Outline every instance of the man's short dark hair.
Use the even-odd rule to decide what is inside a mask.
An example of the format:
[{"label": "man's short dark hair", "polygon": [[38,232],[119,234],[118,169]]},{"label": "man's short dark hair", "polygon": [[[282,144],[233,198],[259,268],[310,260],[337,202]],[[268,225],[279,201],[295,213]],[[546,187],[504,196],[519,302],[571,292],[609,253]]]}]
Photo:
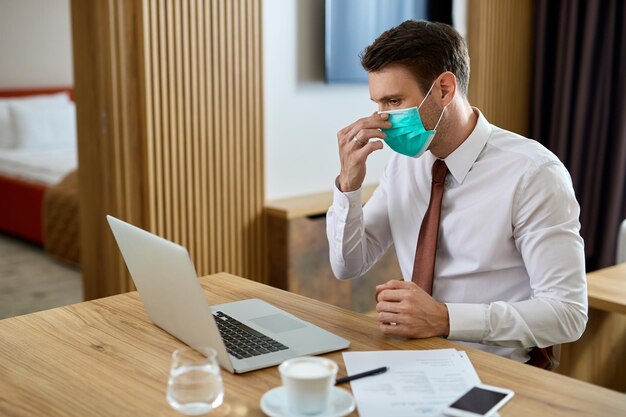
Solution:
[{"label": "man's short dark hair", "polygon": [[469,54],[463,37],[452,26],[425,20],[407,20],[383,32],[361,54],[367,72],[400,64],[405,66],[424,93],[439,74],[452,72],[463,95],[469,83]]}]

-*-*-

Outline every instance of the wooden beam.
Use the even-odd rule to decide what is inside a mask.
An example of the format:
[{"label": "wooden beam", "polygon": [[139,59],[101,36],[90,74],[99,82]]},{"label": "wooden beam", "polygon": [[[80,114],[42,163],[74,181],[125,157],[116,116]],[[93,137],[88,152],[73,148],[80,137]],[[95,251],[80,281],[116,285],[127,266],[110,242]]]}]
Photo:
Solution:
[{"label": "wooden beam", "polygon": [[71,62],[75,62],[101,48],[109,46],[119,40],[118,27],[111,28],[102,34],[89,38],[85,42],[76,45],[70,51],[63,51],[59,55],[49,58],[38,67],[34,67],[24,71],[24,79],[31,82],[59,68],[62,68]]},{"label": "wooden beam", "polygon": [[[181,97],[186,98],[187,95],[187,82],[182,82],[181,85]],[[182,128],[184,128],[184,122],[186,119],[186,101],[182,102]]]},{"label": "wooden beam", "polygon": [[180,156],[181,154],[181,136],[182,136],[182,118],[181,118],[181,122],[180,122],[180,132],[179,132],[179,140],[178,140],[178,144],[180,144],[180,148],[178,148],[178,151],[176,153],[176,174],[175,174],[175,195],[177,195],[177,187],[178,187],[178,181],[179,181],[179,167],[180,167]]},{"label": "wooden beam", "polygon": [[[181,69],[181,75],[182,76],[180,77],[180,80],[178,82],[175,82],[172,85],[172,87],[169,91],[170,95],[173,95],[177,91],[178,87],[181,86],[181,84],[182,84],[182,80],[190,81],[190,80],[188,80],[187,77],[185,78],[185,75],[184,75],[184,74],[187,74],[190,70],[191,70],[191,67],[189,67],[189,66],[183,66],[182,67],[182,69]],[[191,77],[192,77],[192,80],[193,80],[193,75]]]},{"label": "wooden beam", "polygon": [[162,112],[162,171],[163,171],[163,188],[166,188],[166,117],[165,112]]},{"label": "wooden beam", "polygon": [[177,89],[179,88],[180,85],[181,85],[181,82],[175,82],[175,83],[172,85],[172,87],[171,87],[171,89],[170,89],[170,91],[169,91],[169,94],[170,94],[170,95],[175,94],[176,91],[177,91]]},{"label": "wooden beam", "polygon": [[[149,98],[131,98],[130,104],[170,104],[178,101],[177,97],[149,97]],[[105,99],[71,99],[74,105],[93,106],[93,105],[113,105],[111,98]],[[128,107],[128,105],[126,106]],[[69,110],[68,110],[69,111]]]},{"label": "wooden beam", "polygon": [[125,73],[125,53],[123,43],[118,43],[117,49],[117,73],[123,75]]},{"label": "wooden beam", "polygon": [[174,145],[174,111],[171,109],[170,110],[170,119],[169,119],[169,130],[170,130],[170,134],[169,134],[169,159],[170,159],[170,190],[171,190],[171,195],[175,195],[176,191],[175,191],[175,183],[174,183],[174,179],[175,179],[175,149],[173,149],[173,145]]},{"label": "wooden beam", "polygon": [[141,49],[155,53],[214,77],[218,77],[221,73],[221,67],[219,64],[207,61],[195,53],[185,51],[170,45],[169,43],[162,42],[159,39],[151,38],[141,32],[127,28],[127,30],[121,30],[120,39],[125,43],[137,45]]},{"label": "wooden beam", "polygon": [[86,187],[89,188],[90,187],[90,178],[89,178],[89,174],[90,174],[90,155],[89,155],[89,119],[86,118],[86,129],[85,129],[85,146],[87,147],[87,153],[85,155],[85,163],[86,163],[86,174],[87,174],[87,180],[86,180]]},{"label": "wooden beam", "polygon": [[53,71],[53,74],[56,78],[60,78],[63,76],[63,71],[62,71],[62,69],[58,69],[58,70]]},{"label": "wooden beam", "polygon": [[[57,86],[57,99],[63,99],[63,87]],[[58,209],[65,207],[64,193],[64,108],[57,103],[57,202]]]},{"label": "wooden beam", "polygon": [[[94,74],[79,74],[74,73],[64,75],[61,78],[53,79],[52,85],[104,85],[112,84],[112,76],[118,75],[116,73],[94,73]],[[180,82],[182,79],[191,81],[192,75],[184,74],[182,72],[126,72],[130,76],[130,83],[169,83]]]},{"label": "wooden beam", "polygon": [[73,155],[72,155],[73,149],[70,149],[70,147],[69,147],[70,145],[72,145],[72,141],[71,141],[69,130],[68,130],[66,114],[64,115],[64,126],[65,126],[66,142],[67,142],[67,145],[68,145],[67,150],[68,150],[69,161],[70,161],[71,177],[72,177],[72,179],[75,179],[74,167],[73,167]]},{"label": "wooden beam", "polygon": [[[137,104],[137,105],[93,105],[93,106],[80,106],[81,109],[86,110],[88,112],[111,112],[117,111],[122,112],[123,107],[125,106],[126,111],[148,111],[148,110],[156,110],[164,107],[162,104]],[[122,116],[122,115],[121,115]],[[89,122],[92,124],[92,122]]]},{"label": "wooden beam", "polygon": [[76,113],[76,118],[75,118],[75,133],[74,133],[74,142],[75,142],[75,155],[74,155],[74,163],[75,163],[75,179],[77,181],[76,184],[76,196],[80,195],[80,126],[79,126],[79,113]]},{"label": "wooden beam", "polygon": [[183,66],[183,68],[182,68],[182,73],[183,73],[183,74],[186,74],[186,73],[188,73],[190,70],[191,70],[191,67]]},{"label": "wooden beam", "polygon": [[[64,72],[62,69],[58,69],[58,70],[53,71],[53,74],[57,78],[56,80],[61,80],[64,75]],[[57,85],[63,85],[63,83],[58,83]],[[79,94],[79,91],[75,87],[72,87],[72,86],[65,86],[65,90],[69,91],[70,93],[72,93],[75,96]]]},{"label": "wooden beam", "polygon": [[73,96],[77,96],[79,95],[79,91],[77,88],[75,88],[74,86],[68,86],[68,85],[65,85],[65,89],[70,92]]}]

-*-*-

Assignment >> For the string "every", go through the entries above and copy each line where it occurs.

Completed task >>
Outline every instance of the man's short dark hair.
Outline every instance of the wooden beam.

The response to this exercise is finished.